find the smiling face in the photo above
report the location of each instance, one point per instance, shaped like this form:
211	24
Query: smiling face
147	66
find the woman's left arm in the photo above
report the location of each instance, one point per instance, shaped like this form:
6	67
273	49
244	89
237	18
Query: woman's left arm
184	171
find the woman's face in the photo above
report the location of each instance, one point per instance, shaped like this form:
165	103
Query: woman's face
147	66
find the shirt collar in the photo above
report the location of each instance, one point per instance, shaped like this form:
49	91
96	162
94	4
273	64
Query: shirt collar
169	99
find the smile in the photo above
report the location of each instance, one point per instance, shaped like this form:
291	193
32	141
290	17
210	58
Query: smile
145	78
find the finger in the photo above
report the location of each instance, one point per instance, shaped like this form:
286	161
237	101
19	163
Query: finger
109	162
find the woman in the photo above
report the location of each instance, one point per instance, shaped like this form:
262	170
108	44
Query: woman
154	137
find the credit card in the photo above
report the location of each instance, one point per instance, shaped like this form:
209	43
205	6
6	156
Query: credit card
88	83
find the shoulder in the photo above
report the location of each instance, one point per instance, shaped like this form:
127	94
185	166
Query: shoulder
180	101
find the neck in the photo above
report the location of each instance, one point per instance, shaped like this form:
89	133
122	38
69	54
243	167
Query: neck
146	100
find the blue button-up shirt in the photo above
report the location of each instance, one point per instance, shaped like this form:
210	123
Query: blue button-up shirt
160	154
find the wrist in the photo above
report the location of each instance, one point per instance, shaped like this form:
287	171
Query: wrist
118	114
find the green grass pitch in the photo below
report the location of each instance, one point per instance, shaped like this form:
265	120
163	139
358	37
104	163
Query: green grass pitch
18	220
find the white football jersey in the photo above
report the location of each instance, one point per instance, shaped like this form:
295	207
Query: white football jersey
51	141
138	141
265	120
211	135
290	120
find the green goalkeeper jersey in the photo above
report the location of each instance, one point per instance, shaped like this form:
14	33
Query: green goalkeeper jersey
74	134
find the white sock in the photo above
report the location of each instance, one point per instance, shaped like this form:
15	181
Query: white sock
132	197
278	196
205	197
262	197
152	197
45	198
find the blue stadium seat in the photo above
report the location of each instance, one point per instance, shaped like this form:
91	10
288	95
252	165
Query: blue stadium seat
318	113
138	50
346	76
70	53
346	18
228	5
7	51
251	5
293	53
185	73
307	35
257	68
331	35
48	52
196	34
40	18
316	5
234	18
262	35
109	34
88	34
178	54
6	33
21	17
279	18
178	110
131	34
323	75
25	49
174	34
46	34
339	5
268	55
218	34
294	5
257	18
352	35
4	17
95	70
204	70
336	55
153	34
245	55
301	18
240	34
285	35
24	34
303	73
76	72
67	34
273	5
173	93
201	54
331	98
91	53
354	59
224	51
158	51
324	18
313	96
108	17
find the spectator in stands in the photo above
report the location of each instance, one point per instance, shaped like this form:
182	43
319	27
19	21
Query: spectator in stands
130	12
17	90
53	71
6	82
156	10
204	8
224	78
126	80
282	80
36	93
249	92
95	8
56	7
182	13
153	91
━━━━━━━━━━
> _YOUR OBJECTIVE_
In full and word for word, repeat the records.

> _ANSWER SECTION_
find the smiling face in the photo above
report the location of each instance, one point per instance, shaped like this form:
211	24
Query: smiling face
147	66
find the woman's left arm in the photo above
report the location of each instance, one point per instance, shaped like this form:
6	67
273	49
244	89
237	18
Query: woman's left arm
184	171
find the woman's face in the photo above
report the location of each instance, one point per instance, shaped like this form:
165	103
Query: woman's face
147	66
find the shirt collar in the photo above
report the location of each instance, one point per instance, shaped like this form:
49	91
96	162
94	4
273	64
Query: shirt collar
169	99
find the smile in the photo above
report the location of each instance, one point per instance, shaped like this form:
291	193
32	141
290	17
210	58
Query: smile
145	78
find the finger in the photo above
report the location of each instance, one point per instance, shaped like this form:
286	161
237	101
19	163
Query: finger
109	162
find the woman in the photo above
report the location of each instance, one point per instance, shaped like this form:
262	170
108	44
Query: woman
154	137
find the credit card in the photo above
report the location of each instance, one point per instance, shaped like this form:
209	43
205	6
6	156
Query: credit card
88	83
find the shoulder in the photo above
report the location of each instance, one point per instance, shaped like this form:
127	94
185	166
Query: shoulder
180	101
find the neck in the photo above
report the location of each instance, one point per instance, shaped like this form:
89	133
122	38
69	54
243	167
Query: neck
146	100
find the blue button-up shirt in the photo above
report the location of each instance, one point per instance, shaped like this form:
210	123
Query: blue button-up shirt
160	154
find the wrist in the photo above
report the location of each instance, one point per instance, shaped like this form:
287	171
Query: wrist
118	114
find the green grass pitch in the photo below
report the location of each instance, one point per instance, shaped like this form:
265	120
163	139
358	37
104	163
Query: green grass pitch
18	220
find the white football jersey in the photo above
report the location of each instance, one point per instance, shaped like this form:
295	207
Query: white football jersey
51	141
138	141
265	120
211	135
290	120
find the green goalkeeper jersey in the photo above
report the location of each instance, one point per instance, shaped like this form:
14	33
Query: green goalkeeper jersey
74	134
find the white sock in the photo above
report the location of each instance, one point per instance, shaped like this form:
15	181
Query: white sock
132	197
278	196
205	197
262	197
152	197
45	198
find the blue stadium seat in the photo above
report the location of each instance, one point per instance, shaped like this form:
91	10
288	95
252	165
Query: blue stadium seat
318	113
138	50
346	76
70	53
346	18
228	5
7	51
251	5
293	53
185	73
307	35
257	68
331	35
48	52
196	34
40	18
316	5
234	18
262	35
109	34
88	34
178	54
6	33
21	17
279	18
178	110
131	34
323	75
25	49
174	34
46	34
339	5
268	55
218	34
294	5
257	18
352	35
4	17
95	70
204	70
336	55
153	34
245	55
301	18
240	34
285	35
24	34
303	73
76	72
67	34
273	5
173	93
201	54
331	98
91	53
354	59
224	51
158	51
324	18
313	96
108	17
find the spectator in stands in the photo above
report the location of each instance, one point per instance, shaped like this form:
182	43
319	27
19	21
Query: spectator in stands
130	12
17	90
53	71
6	82
156	10
204	8
224	78
126	80
282	80
36	93
249	92
95	8
56	7
182	13
153	91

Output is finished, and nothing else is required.